**EXERCISE PROMPT**. Please pick out every line of the data below that contains the string "positive", and copy each of those lines in full.

**EXCERPTED DATA**.
*** Block opens ***

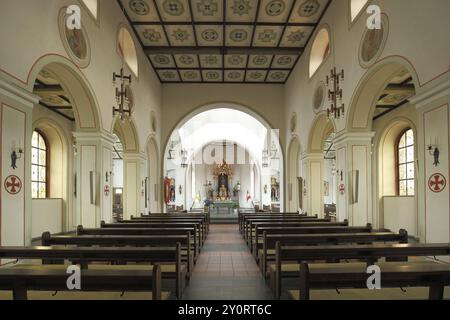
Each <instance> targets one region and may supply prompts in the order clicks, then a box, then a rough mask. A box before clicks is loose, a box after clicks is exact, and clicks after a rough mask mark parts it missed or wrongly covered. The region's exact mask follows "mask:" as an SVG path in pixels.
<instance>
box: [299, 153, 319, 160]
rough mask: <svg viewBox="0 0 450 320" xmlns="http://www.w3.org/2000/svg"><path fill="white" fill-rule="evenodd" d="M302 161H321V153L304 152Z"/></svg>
mask: <svg viewBox="0 0 450 320" xmlns="http://www.w3.org/2000/svg"><path fill="white" fill-rule="evenodd" d="M302 160H303V161H317V160H320V161H323V153H304V154H302Z"/></svg>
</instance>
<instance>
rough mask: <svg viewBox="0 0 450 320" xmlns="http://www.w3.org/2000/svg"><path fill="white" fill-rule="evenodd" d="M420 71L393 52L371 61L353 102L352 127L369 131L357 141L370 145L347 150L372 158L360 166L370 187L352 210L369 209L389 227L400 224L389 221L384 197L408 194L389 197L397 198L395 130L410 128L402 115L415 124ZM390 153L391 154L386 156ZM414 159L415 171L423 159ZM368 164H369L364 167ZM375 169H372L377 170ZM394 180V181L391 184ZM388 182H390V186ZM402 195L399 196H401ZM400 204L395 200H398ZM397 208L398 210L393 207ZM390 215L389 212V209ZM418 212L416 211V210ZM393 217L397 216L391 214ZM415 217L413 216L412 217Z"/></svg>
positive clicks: (363, 181) (353, 128)
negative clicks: (413, 102)
mask: <svg viewBox="0 0 450 320" xmlns="http://www.w3.org/2000/svg"><path fill="white" fill-rule="evenodd" d="M419 87H420V86H419V85H418V78H417V74H416V72H415V70H414V67H413V66H412V65H411V64H410V62H409V61H407V60H405V59H403V58H401V57H389V58H386V59H383V60H381V61H380V62H378V63H377V64H375V65H374V66H372V67H371V68H370V69H369V70H368V71H367V73H366V74H365V75H364V77H363V78H362V79H361V81H360V83H359V84H358V87H357V88H356V90H355V93H354V95H353V98H352V100H351V103H350V107H349V112H348V118H347V131H349V132H354V133H355V134H358V135H361V136H364V134H365V133H367V137H368V138H367V141H364V142H363V141H359V142H356V141H355V143H354V145H363V144H364V145H365V149H366V151H364V150H363V148H358V147H357V146H356V147H355V148H354V149H355V150H359V153H358V154H356V153H353V154H348V157H350V158H352V159H358V158H359V159H361V160H365V161H366V162H367V165H366V164H365V163H362V161H360V162H361V164H360V165H358V164H357V165H356V167H358V166H359V168H358V169H359V171H360V172H359V176H360V185H364V186H366V185H367V187H366V188H360V189H359V194H360V197H359V198H360V199H359V200H360V201H359V203H356V204H354V205H349V208H348V211H349V212H350V211H352V212H353V213H354V216H355V217H356V216H357V215H358V212H362V211H364V212H367V219H369V221H370V222H372V223H373V224H374V225H375V226H377V227H380V228H383V227H387V226H386V225H385V222H387V221H391V222H389V223H388V224H389V225H390V226H391V227H395V226H396V225H397V223H396V222H395V223H394V222H392V221H393V220H392V219H389V220H386V219H385V218H386V214H387V211H386V209H388V208H389V207H391V206H390V205H389V204H386V205H387V207H386V208H385V203H384V202H385V200H389V201H388V202H391V200H394V201H395V202H401V201H404V200H405V198H400V197H399V198H397V199H393V198H389V199H388V198H387V197H397V196H396V193H395V192H393V191H395V187H394V185H395V184H396V183H395V180H396V179H397V178H396V171H395V170H394V167H395V165H394V164H395V161H396V160H395V156H396V155H397V154H396V152H395V151H394V150H395V148H394V147H395V143H394V141H393V140H392V139H394V140H395V139H397V137H395V138H393V137H394V133H398V132H397V130H399V128H403V129H405V128H406V127H405V122H404V121H399V119H400V118H404V119H409V120H408V121H409V122H410V123H412V124H413V126H415V122H416V121H417V118H416V110H415V107H414V106H413V105H411V104H410V103H409V100H410V99H411V98H412V97H413V96H415V94H416V88H419ZM388 154H389V155H390V156H389V157H390V159H388V158H386V157H387V155H388ZM413 162H414V163H415V164H414V165H413V166H414V170H413V171H414V172H418V170H419V168H418V163H417V162H416V161H415V159H414V160H412V161H411V163H413ZM364 167H367V169H364ZM372 172H373V174H372ZM391 182H392V184H391ZM388 186H389V187H388ZM397 200H398V201H397ZM413 203H414V204H413V206H412V207H411V211H412V212H417V211H418V208H417V199H416V200H413ZM394 208H395V205H394ZM389 210H390V211H397V210H396V209H393V210H391V209H389ZM388 214H389V213H388ZM414 215H415V214H414ZM391 217H392V215H391ZM410 220H411V219H410ZM413 220H414V225H412V226H411V224H410V223H408V225H410V229H412V231H411V233H414V231H413V230H418V225H417V219H416V218H413Z"/></svg>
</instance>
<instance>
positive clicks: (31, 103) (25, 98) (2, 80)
mask: <svg viewBox="0 0 450 320" xmlns="http://www.w3.org/2000/svg"><path fill="white" fill-rule="evenodd" d="M0 94H2V95H4V96H6V97H8V98H11V99H13V100H15V101H17V102H18V103H20V104H22V105H24V106H26V107H29V108H30V109H33V107H34V105H35V104H38V103H39V100H40V98H39V97H38V96H36V95H34V94H32V93H30V92H29V91H27V90H25V89H23V88H20V87H18V86H16V85H14V84H11V83H9V82H7V81H5V80H3V79H0Z"/></svg>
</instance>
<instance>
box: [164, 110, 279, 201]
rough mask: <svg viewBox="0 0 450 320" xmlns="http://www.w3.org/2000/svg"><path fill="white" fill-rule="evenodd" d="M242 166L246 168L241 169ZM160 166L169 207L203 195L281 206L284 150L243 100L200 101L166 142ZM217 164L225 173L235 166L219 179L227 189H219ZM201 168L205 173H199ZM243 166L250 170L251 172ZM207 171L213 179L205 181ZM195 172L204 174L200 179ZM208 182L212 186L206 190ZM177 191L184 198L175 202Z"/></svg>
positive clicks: (202, 197) (164, 198)
mask: <svg viewBox="0 0 450 320" xmlns="http://www.w3.org/2000/svg"><path fill="white" fill-rule="evenodd" d="M241 110H245V111H241ZM198 157H200V158H201V159H200V160H201V161H203V162H205V160H206V164H205V163H203V164H205V165H204V167H201V165H200V166H199V163H198V161H200V160H199V159H198ZM236 160H237V163H236V164H234V162H235V161H236ZM192 163H194V165H192ZM206 166H210V167H208V168H206ZM244 166H247V167H248V168H246V169H243V167H244ZM163 168H164V175H165V183H164V185H165V186H163V199H164V200H163V201H164V202H165V203H166V208H167V204H169V206H170V209H172V207H173V206H177V205H178V206H180V205H181V204H183V205H184V206H187V207H188V209H189V208H190V207H191V206H192V203H195V202H197V205H201V203H204V202H205V201H204V200H205V195H207V196H206V198H207V199H206V200H211V201H210V202H214V201H213V198H214V199H216V200H221V201H222V202H226V201H231V202H232V204H230V205H232V207H233V208H238V207H240V206H243V207H255V206H256V207H257V208H263V207H266V208H271V207H272V208H273V209H274V210H281V208H283V207H284V203H283V202H284V201H283V196H284V194H283V189H284V188H283V180H284V174H283V152H282V150H281V146H280V143H279V136H278V132H277V131H276V130H272V129H271V128H270V126H268V125H267V123H264V122H262V121H261V120H260V118H259V117H258V118H257V117H256V116H254V115H253V114H252V113H251V112H250V111H248V110H247V109H246V108H245V107H242V106H236V105H228V104H227V103H222V104H215V105H211V106H205V108H204V109H203V110H201V111H196V112H194V114H192V115H190V116H188V117H186V118H185V119H184V120H182V121H181V122H180V124H179V126H178V127H177V128H176V130H174V131H173V133H172V135H171V137H170V139H169V141H168V143H167V144H166V149H165V153H164V158H163ZM222 169H223V170H224V171H227V170H230V171H232V172H230V173H229V174H228V173H226V174H224V175H227V176H232V175H233V174H234V172H235V171H236V172H239V174H238V176H239V177H237V176H236V175H235V177H234V178H233V179H229V181H227V179H225V180H223V181H226V182H224V183H222V184H224V186H223V188H224V189H226V191H224V190H222V193H221V190H220V187H222V185H221V183H219V180H218V177H219V176H220V173H219V174H216V175H215V176H214V173H213V171H214V170H222ZM241 169H242V170H241ZM201 170H203V172H204V173H202V174H200V171H201ZM205 170H206V171H205ZM178 171H185V172H182V173H180V172H178ZM244 172H245V173H251V172H253V174H252V175H251V176H252V178H250V176H249V177H247V175H246V174H245V175H244ZM211 174H212V175H213V176H214V177H215V178H216V180H217V181H207V180H208V178H207V177H205V175H206V176H209V180H213V179H212V177H213V176H211ZM200 175H202V177H201V178H202V179H206V180H205V181H199V179H200ZM180 179H181V182H182V183H180ZM194 180H195V182H193V181H194ZM250 180H251V181H250ZM210 182H211V185H209V183H210ZM219 184H220V185H219ZM180 186H181V188H180ZM207 188H210V189H211V188H212V189H213V190H212V191H213V192H211V193H208V192H205V190H206V189H207ZM204 189H205V190H204ZM215 189H217V190H215ZM182 190H184V191H182ZM214 192H215V193H216V194H214ZM178 194H180V196H181V197H185V199H184V201H183V203H178V202H177V200H176V198H177V196H176V195H178ZM181 194H183V195H181ZM173 198H175V199H173ZM222 198H223V199H222ZM233 199H234V200H233ZM173 200H175V201H173Z"/></svg>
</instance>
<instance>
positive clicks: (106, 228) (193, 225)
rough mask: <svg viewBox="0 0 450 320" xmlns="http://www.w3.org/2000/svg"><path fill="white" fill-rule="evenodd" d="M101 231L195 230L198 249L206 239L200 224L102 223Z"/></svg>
mask: <svg viewBox="0 0 450 320" xmlns="http://www.w3.org/2000/svg"><path fill="white" fill-rule="evenodd" d="M100 227H101V229H157V228H179V229H182V228H194V231H193V232H192V235H193V236H194V237H195V238H196V241H197V243H198V249H199V250H200V246H203V244H204V241H205V239H204V238H203V234H202V230H201V227H200V226H199V224H198V223H191V222H177V223H172V222H148V223H140V222H137V223H105V222H104V221H102V222H101V223H100Z"/></svg>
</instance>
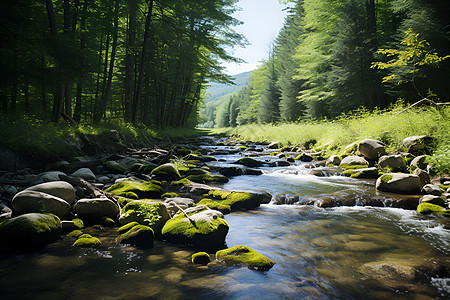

*** Block closes ***

**ANSWER AREA**.
positive clicks: (363, 181) (353, 128)
positive clicks: (31, 103) (25, 98) (2, 80)
positive clicks: (202, 197) (164, 198)
positive clicks: (106, 228) (193, 225)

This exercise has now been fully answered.